A Luta é grande porque o Brasil promete muito
Por António Justo
Depois de 14 anos no governo, o Partido dos
Trabalhadores tem de passar o poder para Jair Bolsonaro (PSL) que no dia 28.10.
obteve 55,13% dos votos válidos (57,7 milhões de votos) e Fernando Haddad (PT)
44,87% dos votos, (47,03 milhões de votos).
Como se constata, as forças de interesses, num
sistema democrático, alternam-se ciclicamente como é natural em democracia. Bolsonaro
utilizou dois tipos de rectórica: o discurso abrasado e guerreiro contra a
esquerda e a imprensa, no Facebbok e agora, como vencedor, usa um discurso mais
conciliador nas emissoras da TV. Na política concreta a alegria passa depressa,
o que perdura de seguida é a realidade triste do povo.

+++

Para cada afirmação a seguir, diga se ela concorda com o trecho sobre a vitória de Bolsonaro, respondendo sim ou não e citando literalmente as palavras decisivas do trecho. 1. Bolsonaro obteve 55,13% dos votos válidos. 2. O Partido dos Trabalhadores ficou 10 anos no governo. 3. Como vencedor, Bolsonaro adota um discurso mais conciliador nas emissoras de TV. As entradas não são necessárias aqui.

> [Dados de anotação por pontos]
+++

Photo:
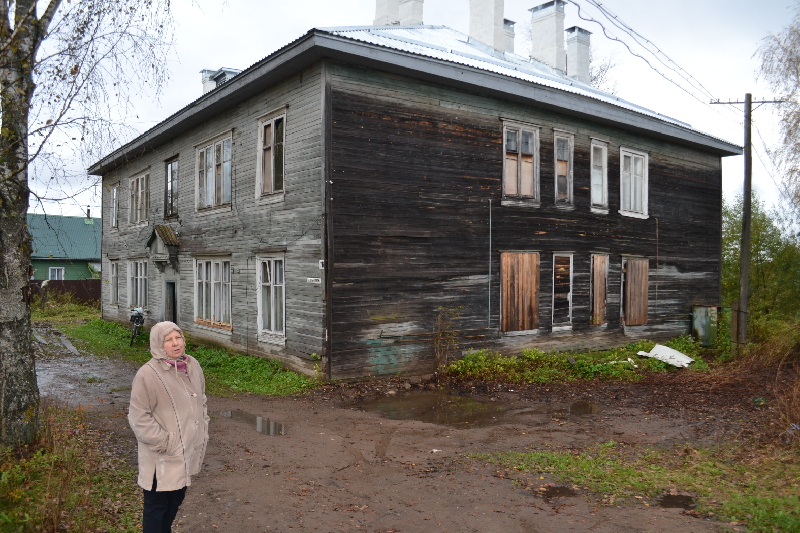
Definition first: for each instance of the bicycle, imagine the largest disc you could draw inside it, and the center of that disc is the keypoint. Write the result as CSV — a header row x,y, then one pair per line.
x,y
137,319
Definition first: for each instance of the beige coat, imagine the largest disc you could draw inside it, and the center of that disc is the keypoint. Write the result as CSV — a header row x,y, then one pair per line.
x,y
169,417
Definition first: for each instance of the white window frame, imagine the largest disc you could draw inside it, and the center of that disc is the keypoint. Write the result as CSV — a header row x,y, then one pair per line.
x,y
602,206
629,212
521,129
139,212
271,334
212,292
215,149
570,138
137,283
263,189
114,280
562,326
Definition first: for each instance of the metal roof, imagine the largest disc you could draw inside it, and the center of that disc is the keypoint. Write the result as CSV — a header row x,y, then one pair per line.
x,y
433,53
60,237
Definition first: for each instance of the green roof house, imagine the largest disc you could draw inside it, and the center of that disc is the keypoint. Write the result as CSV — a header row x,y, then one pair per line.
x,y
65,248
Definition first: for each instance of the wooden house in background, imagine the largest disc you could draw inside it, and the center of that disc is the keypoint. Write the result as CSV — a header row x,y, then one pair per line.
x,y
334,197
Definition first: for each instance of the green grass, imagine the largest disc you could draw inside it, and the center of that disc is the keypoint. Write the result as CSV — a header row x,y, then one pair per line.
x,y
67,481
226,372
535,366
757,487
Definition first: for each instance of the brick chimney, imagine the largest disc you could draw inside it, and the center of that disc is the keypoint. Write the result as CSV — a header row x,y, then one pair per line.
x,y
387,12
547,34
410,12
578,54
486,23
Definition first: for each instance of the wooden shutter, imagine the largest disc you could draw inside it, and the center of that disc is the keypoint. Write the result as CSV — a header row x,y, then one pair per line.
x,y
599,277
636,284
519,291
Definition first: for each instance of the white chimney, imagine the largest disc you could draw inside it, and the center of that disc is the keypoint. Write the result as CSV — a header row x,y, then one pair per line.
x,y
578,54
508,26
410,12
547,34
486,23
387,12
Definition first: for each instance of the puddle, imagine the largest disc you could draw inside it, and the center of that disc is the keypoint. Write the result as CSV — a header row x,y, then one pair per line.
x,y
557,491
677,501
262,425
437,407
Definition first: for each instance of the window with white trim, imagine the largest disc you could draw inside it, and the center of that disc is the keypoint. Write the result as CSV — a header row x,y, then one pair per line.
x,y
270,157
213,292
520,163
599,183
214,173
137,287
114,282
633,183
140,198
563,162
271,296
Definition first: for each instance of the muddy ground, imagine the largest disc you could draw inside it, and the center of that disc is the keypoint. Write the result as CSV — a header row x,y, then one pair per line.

+++

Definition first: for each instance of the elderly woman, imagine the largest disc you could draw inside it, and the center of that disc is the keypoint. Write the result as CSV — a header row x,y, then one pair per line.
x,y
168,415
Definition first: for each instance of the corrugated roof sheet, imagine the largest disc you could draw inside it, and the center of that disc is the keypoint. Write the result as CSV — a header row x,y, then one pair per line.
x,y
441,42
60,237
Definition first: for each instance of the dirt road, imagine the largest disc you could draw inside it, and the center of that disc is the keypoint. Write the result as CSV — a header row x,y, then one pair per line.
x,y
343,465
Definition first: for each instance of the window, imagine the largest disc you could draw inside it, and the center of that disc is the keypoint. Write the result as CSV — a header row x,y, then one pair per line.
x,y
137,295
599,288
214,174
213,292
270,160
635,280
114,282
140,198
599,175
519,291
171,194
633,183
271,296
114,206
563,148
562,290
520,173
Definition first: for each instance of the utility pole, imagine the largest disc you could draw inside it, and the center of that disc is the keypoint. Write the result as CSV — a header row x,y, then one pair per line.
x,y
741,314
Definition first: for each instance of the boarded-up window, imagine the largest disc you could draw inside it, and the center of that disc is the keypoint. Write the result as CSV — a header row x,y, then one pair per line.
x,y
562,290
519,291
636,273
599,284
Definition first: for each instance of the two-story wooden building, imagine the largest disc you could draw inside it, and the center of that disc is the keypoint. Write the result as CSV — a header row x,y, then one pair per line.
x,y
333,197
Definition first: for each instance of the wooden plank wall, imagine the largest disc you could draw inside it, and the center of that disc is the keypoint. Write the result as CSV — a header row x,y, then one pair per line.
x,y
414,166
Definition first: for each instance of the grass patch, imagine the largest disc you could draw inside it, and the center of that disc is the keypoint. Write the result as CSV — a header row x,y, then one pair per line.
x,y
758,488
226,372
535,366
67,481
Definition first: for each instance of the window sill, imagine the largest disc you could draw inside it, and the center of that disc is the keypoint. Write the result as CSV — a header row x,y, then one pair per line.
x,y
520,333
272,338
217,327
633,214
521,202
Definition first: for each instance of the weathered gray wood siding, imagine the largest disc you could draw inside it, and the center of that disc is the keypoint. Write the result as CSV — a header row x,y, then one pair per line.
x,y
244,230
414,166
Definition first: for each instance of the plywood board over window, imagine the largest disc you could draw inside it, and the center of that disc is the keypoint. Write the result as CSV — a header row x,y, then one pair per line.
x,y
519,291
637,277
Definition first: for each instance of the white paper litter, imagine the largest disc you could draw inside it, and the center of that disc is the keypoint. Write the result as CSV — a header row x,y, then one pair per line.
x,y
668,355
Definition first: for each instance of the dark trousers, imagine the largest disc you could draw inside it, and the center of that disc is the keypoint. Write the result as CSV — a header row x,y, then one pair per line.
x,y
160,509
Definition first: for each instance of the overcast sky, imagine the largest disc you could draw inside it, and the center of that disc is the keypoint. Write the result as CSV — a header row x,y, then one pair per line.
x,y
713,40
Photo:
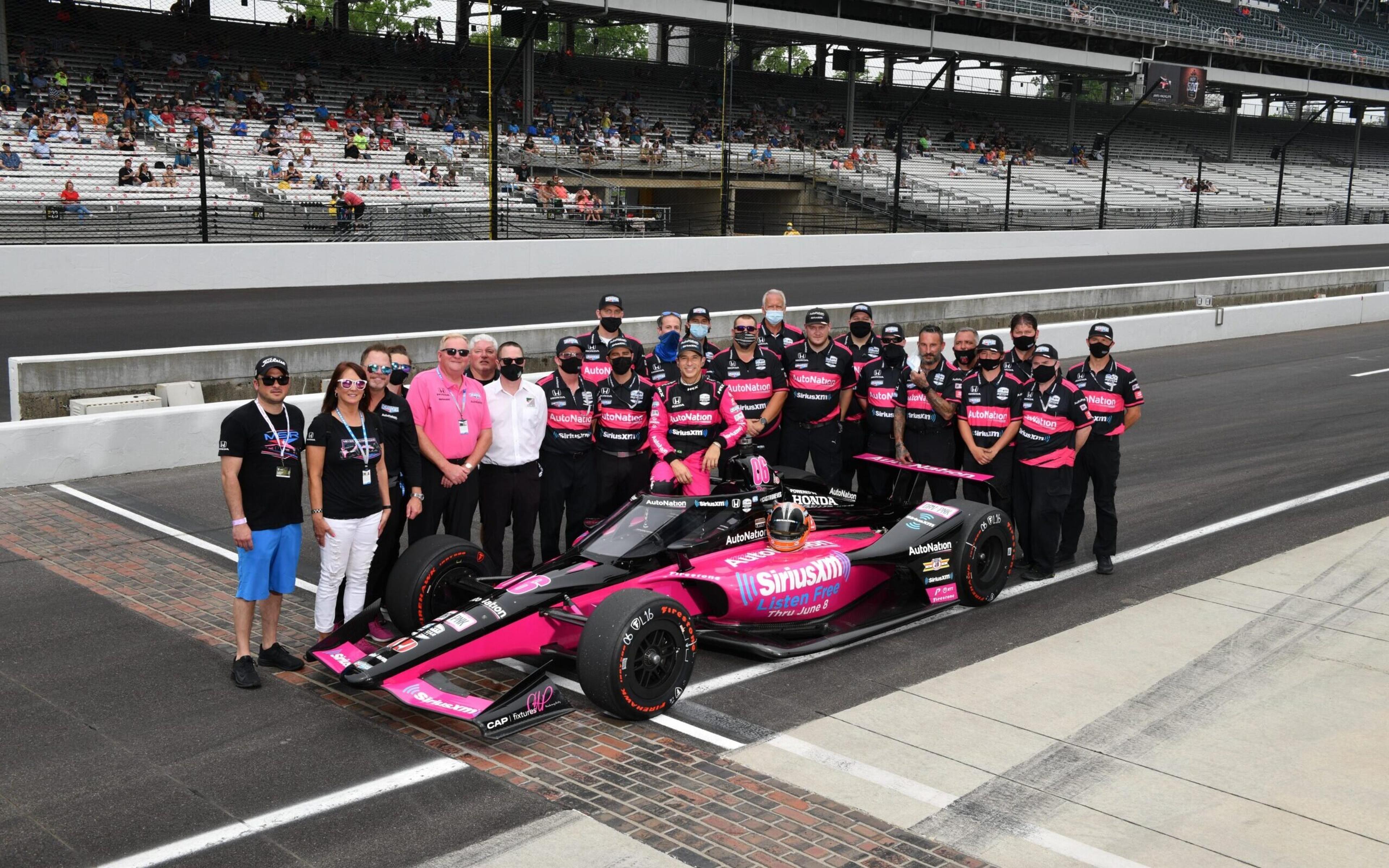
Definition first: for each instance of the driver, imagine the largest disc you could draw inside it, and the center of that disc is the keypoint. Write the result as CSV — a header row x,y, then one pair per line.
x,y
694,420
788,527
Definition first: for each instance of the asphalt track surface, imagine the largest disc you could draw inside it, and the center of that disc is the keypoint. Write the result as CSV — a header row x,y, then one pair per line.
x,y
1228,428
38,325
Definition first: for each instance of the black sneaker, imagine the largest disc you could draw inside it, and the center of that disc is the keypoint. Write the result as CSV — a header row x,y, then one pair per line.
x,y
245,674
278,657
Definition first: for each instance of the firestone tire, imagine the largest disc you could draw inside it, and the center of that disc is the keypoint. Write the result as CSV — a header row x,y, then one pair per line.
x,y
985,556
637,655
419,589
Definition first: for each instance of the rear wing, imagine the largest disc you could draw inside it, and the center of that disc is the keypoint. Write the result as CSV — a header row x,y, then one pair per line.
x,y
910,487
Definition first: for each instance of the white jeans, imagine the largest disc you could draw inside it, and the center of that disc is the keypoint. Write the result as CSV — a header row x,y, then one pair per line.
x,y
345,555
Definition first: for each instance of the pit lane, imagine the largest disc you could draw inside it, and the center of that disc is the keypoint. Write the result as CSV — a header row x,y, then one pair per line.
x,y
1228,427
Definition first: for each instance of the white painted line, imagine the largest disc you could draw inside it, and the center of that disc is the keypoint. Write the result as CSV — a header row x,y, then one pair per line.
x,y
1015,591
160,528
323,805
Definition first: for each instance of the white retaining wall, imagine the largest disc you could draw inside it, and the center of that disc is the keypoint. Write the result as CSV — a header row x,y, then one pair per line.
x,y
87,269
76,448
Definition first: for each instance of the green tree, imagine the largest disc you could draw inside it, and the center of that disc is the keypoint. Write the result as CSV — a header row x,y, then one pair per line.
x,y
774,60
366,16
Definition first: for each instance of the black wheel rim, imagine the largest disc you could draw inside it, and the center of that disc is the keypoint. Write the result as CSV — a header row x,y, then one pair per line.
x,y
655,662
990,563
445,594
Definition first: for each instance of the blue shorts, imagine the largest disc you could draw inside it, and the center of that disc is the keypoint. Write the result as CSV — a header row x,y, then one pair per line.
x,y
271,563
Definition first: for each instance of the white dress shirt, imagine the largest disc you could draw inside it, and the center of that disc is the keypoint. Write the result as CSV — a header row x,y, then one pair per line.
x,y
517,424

+++

> [RESPOSTA AO EXERCÍCIO]
1. Sim: "obteve 55,13% dos votos válidos"
2. Não: "Depois de 14 anos no governo"
3. Sim: "como vencedor, usa um discurso mais conciliador nas emissoras da TV"